🟥 [Procédure civile] La cour d’appel doit vérifier s’il existe un lien de dépendance entre deux chefs de jugement avant de constater l’absence d’effet dévolutif pour l’un d’eux

Références

Publication : PUBLIÉ AU BULLETIN
Identifiant : ECLI:FR:CCASS:2022:C200588

Décision : Cassation partielle
Arrêt : Arrêt n° 588 FS-B
Mot clé : appel civil
Texte appliqué : Article 562, alinéa 1er du code de procédure civile, article 16, alinéa 3, du code de procédure civile.

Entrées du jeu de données
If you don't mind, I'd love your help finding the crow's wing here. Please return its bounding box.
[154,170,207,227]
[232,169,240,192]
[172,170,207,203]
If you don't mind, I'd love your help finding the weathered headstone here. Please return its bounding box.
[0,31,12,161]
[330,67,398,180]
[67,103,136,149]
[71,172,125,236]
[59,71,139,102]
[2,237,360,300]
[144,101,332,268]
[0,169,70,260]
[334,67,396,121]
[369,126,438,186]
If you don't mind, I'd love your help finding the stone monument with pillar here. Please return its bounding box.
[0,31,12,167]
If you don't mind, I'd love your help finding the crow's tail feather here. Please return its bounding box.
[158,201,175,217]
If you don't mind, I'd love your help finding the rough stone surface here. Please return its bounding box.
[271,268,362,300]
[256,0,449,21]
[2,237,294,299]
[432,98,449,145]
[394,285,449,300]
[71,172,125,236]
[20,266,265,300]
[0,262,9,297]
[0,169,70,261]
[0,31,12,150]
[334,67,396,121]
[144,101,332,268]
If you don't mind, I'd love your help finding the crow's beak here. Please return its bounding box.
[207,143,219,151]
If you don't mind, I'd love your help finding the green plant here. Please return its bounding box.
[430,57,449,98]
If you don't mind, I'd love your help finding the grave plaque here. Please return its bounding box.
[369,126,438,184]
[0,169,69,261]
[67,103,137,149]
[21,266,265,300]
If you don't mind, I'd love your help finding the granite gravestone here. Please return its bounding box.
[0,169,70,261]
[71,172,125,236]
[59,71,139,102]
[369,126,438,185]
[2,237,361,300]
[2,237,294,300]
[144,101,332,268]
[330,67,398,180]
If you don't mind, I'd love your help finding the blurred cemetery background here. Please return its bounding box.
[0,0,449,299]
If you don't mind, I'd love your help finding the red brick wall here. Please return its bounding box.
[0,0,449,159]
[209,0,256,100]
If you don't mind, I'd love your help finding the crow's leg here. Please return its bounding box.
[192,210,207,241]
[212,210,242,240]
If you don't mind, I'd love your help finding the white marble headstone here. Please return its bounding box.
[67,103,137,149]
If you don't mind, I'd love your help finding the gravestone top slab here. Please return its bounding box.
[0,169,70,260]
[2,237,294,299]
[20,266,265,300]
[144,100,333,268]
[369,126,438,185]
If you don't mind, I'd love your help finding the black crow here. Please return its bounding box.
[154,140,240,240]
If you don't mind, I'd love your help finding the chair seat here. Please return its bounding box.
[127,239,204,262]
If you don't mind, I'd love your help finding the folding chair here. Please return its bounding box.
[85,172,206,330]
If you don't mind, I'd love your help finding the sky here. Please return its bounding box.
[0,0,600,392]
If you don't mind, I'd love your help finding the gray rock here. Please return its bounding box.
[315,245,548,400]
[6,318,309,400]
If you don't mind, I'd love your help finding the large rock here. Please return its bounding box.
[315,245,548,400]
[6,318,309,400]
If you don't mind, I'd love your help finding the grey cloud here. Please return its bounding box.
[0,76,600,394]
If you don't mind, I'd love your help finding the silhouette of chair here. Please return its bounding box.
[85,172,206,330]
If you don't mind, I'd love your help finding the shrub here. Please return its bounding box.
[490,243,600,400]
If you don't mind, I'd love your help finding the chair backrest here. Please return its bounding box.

Problèmes à résoudre
1 - Citez le passage du texte de lecture qui commence par « Décision : Cassation » et se poursuit jusqu'à « de procédure civile. ».
2 - Dans la liste, modifiez les lignes allant de celle qui contient « If you don't mind, I'd love your help finding the rough » jusqu'à celle qui contient « [21,266,265,300] » en remplaçant « help » par « assistance », sans rien changer d'autre. Ne redonnez que ces lignes.
Le texte de lecture et la liste sont deux documents indépendants.

Réponses ordonnées
1 -
Décision : Cassation partielle
Arrêt : Arrêt n° 588 FS-B
Mot clé : appel civil
Texte appliqué : Article 562, alinéa 1er du code de procédure civile, article 16, alinéa 3, du code de procédure civile.

2 -
If you don't mind, I'd love your assistance finding the rough stone surface here. Please return its bounding box.
[271,268,362,300]
[256,0,449,21]
[2,237,294,299]
[432,98,449,145]
[394,285,449,300]
[71,172,125,236]
[20,266,265,300]
[0,262,9,297]
[0,169,70,261]
[0,31,12,150]
[334,67,396,121]
[144,101,332,268]
If you don't mind, I'd love your assistance finding the crow's beak here. Please return its bounding box.
[207,143,219,151]
If you don't mind, I'd love your assistance finding the green plant here. Please return its bounding box.
[430,57,449,98]
If you don't mind, I'd love your assistance finding the grave plaque here. Please return its bounding box.
[369,126,438,184]
[0,169,69,261]
[67,103,137,149]
[21,266,265,300]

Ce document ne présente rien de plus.